Yesterday, Wall Street Journal reporters Alex Leary and Catherine Lucey noted that by playing around with a supposed 2024 bid-- which will never happen-- Trump is leaving potential candidates blowing in the wind, unable to lay the groundwork for campaigns without alienating him and his supporters. Do you think Rubio or Cotton or Haley, let alone Pence, want to accuse him of dereliction of duty in regards his handling of the pandemic? Leary and Lucey called it "scrambling the calculus."


Tiny desk, tiny hands, big pandemic

They problem comes down to the prospective candidates showing deference for Trump and not wanting to risk alienating his rabid base by appearing to push him aside-- while not wanting to be left unprepared when he decides not to run, likely very late in the game, since pretending to run keeps the fundraising spigots gushing with the millions of dollars he can pocket or use to push one of his children.

Former Romney advisor Kevin Madden: "Trump blocks out the sun on all of the other prospective candidates. You show up in New Hampshire and talk about the future of the GOP, you immediately put a target on your back with Trump and his followers. Are you willing to take that fight on?"

• [INSTRUCTIONS]:
1) Please list every surname the excerpt about Trump and 2024 gives in its question about who might accuse him of dereliction of duty.
2) Write the next few paragraphs of the excerpt about Trump and 2024, picking up after Kevin Madden's quote.

• [RECORD EXTRACTS]:
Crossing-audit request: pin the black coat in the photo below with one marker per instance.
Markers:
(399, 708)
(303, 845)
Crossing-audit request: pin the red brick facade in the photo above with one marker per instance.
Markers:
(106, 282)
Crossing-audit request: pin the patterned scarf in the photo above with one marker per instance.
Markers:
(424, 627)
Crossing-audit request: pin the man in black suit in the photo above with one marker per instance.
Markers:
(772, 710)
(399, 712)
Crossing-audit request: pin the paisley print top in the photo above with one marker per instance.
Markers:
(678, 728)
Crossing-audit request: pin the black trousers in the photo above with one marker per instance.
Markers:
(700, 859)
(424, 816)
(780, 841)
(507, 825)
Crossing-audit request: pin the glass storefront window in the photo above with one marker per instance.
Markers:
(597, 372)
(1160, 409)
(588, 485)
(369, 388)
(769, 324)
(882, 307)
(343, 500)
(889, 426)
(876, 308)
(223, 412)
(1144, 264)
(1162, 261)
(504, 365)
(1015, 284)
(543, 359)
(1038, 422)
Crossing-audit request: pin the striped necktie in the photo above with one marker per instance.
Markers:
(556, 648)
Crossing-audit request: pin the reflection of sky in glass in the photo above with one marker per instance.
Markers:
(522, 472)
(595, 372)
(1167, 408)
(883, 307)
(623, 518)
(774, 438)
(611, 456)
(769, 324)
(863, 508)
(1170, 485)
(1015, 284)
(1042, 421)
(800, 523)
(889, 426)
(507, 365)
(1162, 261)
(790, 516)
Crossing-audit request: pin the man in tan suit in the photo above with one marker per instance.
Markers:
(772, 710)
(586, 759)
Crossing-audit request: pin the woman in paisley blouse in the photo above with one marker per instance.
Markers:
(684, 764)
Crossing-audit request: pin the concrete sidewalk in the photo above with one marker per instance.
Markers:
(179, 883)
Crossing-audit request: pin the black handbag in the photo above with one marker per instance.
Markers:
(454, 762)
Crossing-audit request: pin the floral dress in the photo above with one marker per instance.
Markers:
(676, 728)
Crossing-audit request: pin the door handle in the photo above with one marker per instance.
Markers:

• [ANSWERS BELOW]:
1) Rubio, Cotton, Haley, Pence

2)
What the wanna-be candidates can do is travel to early voting states to help down-ballot Republicans up for election in 2022 or challenging Democratic incumbents. Iowans Marianette Miller-Meeks, who may have won by 6 votes, and Ashley Hinson are likely to have campaign visits from Pence, Rubio, Cruz, Josh Hawley, Nikki Haley, Mike Pompeo, Larry Hogan, Don, Jr. and God knows who else.

At one of the dozen or so super-spreader events Trump is hosting at the White House-- this one last Tuesday, the chairman of the South Carolina GOP reported that Trump said he was fighting to win the current election but added to raucous cheers, "Otherwise I’ll see you in four years."

There are several scenarios that could keep Trump out of the race-- defending himself in court from criminal charges and his business and family interests and God knows what scandals that will start coming out once he's dislodged from the Oval Office. He's also 78, obese and unhealthy.

And then there's the pandemic? Is it going to just disappear, as he's predicted since there was just one case in the U.S.? Or will it kill a million people first, with millions of people knowing exactly whose fault it is that their loved one is gone?